_ACTIONS TO TAKE_.
a: Using the fly fishing minimalism essay, explain why the writer never tried for the fish seen sipping bugs off the surface at Big Brook.
b: Reproduce the part of the fly fishing minimalism essay starting at "Last updated on" and ending at "learning to tie.".
c: Carry on the fly fishing minimalism essay past its last sentence.

_EXCERPTED PASSAGE_.

Fly Fishing Minimalism

Last updated on February 8th, 2024.

I caught the fever when I was 12. A teacher lent me some fly fishing magazines, showed me how to tie flies and took me fishing.

We went to a stream near my home in the Adirondacks where the water was dark with tannin and the brookies chased the crude flies that I was learning to tie.

On a typical outing I’d bushwhack into the stream through spruce trees and swamp. I had two flies- a Mickey Finn and a few Zug Bugs. I knew to fish the streamer down and across and look for strikes when the fly reached a seam in the current. Or I cast the Zug Bug up and across letting it ride down stream for a while, rod tip held high. Occasionally I’d see fish sip bugs off the surface which gave me butterflies but I didn’t have any dry flies or know how to fish them. That stream, called Big Brook, became my place, the place I wanted to be more than any other, a place to go in all weather, hot or cold, blackflies be damned. When I wasn’t there I just thought about how I could get back to it.

A brook trout in the water
Fly Fishing Minimalism: Brook Trout

In the decades since then, I realized that, even as my collection of gear and flies grew, my fishing fever cooled. What was the relationship between gear and passion for me?

I looked at my equipment in the basement, each piece an artifact in the museum of my interest. My Pflueger six weight rod bought from Vic in college for a trip to the Beaverkill. My ten weight rod made from a kit for a trip to Nova Scotia. I never hooked any salmon on it but I did catch a striper off East Chop on Martha’s Vineyard, then slipped on a jetty and broke the tip. And there were reels, fly line, a few other rods and so many flies, mostly dries bought a few at a time from the local shop on every trip in exchange for intel on fishing conditions.

_SUPPLIED MATERIAL_.
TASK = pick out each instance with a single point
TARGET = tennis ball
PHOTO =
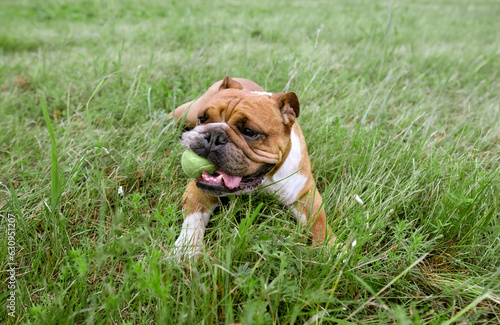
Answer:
(194, 165)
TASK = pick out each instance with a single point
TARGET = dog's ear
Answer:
(289, 106)
(230, 83)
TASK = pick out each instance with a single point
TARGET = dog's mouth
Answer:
(222, 182)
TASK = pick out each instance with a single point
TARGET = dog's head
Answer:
(245, 134)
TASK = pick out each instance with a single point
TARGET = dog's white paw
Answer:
(189, 243)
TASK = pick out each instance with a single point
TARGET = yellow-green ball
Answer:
(194, 165)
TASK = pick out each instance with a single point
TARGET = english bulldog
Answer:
(254, 140)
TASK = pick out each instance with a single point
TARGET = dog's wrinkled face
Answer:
(245, 134)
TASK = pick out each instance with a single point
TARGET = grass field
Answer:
(400, 105)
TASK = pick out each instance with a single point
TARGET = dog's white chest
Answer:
(287, 182)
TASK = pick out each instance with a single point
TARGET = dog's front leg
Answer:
(197, 207)
(309, 211)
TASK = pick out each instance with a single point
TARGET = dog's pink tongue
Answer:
(229, 180)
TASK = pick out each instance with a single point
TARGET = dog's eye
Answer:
(249, 133)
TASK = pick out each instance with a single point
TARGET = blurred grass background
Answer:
(400, 105)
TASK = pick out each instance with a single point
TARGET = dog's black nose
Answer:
(215, 138)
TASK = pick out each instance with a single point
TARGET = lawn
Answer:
(400, 106)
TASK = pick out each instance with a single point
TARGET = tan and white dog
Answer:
(254, 140)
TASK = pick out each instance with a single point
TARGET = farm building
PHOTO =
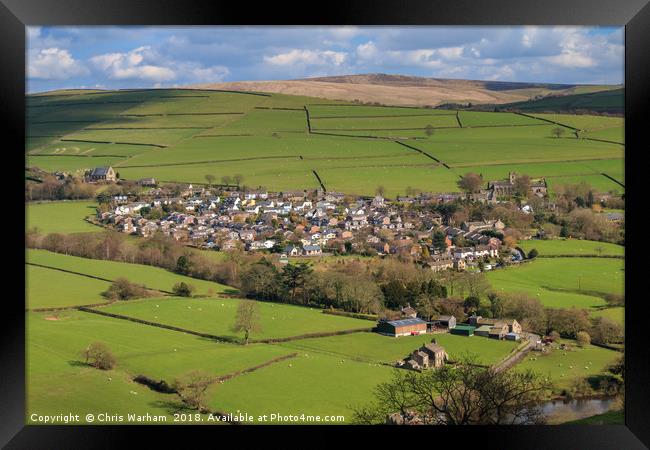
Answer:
(483, 330)
(446, 322)
(102, 174)
(402, 327)
(463, 330)
(512, 337)
(428, 356)
(499, 330)
(408, 311)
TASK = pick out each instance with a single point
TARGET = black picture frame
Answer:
(634, 15)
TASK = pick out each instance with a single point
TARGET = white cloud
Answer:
(130, 65)
(212, 74)
(54, 64)
(307, 57)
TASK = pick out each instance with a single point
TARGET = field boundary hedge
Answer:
(257, 367)
(161, 325)
(582, 256)
(423, 152)
(336, 312)
(378, 117)
(87, 275)
(109, 142)
(311, 335)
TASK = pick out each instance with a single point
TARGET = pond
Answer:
(564, 410)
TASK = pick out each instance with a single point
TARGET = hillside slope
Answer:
(406, 90)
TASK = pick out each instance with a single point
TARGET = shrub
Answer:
(183, 289)
(583, 338)
(123, 289)
(99, 356)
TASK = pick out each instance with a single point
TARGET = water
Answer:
(563, 410)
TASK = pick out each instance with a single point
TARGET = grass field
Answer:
(61, 217)
(562, 367)
(554, 247)
(375, 348)
(151, 277)
(617, 314)
(220, 133)
(58, 380)
(216, 316)
(563, 282)
(48, 288)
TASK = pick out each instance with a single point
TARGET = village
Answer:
(310, 223)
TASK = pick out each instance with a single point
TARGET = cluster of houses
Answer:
(298, 223)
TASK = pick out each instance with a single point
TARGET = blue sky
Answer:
(136, 57)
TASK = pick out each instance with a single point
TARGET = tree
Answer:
(470, 183)
(183, 265)
(191, 388)
(464, 394)
(439, 241)
(522, 186)
(583, 338)
(99, 356)
(293, 276)
(183, 289)
(123, 289)
(247, 318)
(557, 131)
(496, 304)
(472, 303)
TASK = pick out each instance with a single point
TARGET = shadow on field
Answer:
(76, 363)
(172, 406)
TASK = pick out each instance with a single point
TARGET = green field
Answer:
(617, 314)
(151, 277)
(227, 133)
(555, 247)
(562, 367)
(563, 282)
(376, 348)
(58, 380)
(216, 316)
(61, 217)
(49, 288)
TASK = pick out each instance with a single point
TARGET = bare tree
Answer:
(247, 319)
(191, 388)
(464, 394)
(557, 131)
(470, 183)
(99, 356)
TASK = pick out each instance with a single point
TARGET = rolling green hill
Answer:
(280, 141)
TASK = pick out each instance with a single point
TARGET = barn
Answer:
(463, 330)
(402, 327)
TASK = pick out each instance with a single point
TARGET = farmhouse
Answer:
(408, 311)
(402, 327)
(102, 174)
(463, 330)
(428, 356)
(498, 330)
(448, 322)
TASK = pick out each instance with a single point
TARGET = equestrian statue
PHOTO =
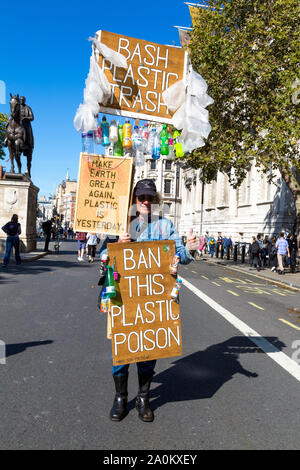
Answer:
(19, 136)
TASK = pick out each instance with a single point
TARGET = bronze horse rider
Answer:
(19, 136)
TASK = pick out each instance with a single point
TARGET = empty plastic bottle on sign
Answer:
(137, 144)
(113, 132)
(98, 132)
(105, 132)
(156, 147)
(164, 141)
(178, 144)
(88, 142)
(176, 289)
(150, 142)
(118, 146)
(171, 146)
(127, 135)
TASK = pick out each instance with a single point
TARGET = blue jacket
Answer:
(158, 229)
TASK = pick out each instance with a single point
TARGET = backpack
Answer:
(255, 248)
(82, 236)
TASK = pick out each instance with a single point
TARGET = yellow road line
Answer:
(254, 305)
(279, 293)
(233, 293)
(288, 323)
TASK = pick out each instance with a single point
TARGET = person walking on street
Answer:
(47, 228)
(273, 255)
(81, 236)
(13, 230)
(211, 245)
(282, 250)
(265, 252)
(254, 254)
(219, 246)
(145, 227)
(92, 241)
(293, 248)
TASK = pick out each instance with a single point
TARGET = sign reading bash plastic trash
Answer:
(103, 194)
(152, 68)
(146, 323)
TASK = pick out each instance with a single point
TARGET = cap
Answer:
(146, 186)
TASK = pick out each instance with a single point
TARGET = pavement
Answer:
(291, 280)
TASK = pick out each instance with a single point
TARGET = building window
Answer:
(167, 186)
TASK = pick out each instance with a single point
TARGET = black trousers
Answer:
(48, 236)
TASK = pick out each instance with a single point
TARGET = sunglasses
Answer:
(146, 197)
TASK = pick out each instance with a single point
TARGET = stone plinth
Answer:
(19, 196)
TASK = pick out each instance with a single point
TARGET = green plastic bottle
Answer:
(118, 146)
(178, 146)
(110, 287)
(164, 141)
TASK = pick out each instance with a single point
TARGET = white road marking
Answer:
(278, 356)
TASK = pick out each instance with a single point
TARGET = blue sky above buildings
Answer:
(45, 57)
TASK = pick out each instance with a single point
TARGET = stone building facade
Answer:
(255, 207)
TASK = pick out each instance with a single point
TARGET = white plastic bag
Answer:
(188, 102)
(97, 88)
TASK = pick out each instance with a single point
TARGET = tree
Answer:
(3, 121)
(248, 52)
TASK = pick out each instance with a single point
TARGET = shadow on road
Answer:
(17, 348)
(202, 374)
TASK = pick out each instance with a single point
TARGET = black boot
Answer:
(142, 400)
(119, 410)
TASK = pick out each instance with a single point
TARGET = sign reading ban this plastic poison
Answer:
(103, 194)
(145, 321)
(152, 68)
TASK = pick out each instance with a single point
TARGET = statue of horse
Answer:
(17, 140)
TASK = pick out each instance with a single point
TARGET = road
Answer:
(231, 389)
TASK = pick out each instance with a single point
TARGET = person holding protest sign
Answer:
(145, 226)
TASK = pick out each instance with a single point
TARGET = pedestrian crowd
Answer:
(276, 253)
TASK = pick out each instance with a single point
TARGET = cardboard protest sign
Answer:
(145, 320)
(152, 68)
(103, 193)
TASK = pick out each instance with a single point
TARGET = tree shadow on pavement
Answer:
(17, 348)
(202, 374)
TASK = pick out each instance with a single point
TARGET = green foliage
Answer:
(3, 121)
(248, 52)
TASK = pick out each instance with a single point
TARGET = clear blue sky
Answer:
(45, 57)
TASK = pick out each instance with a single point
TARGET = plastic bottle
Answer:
(145, 135)
(171, 145)
(113, 132)
(118, 146)
(175, 263)
(102, 269)
(104, 305)
(127, 135)
(137, 144)
(150, 142)
(110, 283)
(87, 142)
(164, 141)
(105, 132)
(176, 289)
(156, 147)
(178, 145)
(98, 132)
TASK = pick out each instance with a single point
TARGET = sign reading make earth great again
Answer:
(152, 68)
(103, 193)
(145, 320)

_TASK ANSWERS_.
a: The writer had no dry flies and didn't know how to fish them. The only flies on hand were a Mickey Finn and a few Zug Bugs.

b:
Last updated on February 8th, 2024.

I caught the fever when I was 12. A teacher lent me some fly fishing magazines, showed me how to tie flies and took me fishing.

We went to a stream near my home in the Adirondacks where the water was dark with tannin and the brookies chased the crude flies that I was learning to tie.

c:
I had fished for decades but I seemed to have less faith in my skills as the year passed, not more. I couldn’t name all the types of dry flies I had and wasn’t that good at fishing them. I didn’t have a home stream that I knew as well as Big Brook. And my fishing friends had reached an age when they were able to spend significant money on thickets of rods and clinking bags of expensive reels filling up the trunks of their cars.

Then came COVID, a time of reflection for me when I thought a lot about fly fishing. I knew I’d lost the passion and I wanted it back. Where had the old joy gone? I looked at my equipment and realized that I suffered from the paradox of choice. All the rods, flies and options that should have made me feel some secure measure of control, just made me feel like I needed more – a different fly, a longer rod, a better location at a different time for my next outing. It was a vacuum of desire that would never be filled. And I realized that I had to get back to how I fished when I was 12 and had no options. It was fly fishing minimalism. I’d get rid of everything and start over.

I thought about how I wanted to fish, how I had first learned to fish. I decided with only one lifetime to learn and not that much of it left, if I wanted to get really good at fishing I needed to focus. I’d fish nymphs for trout with a rod I made and flies I tied. That’s it. That would be my fly fishing experience.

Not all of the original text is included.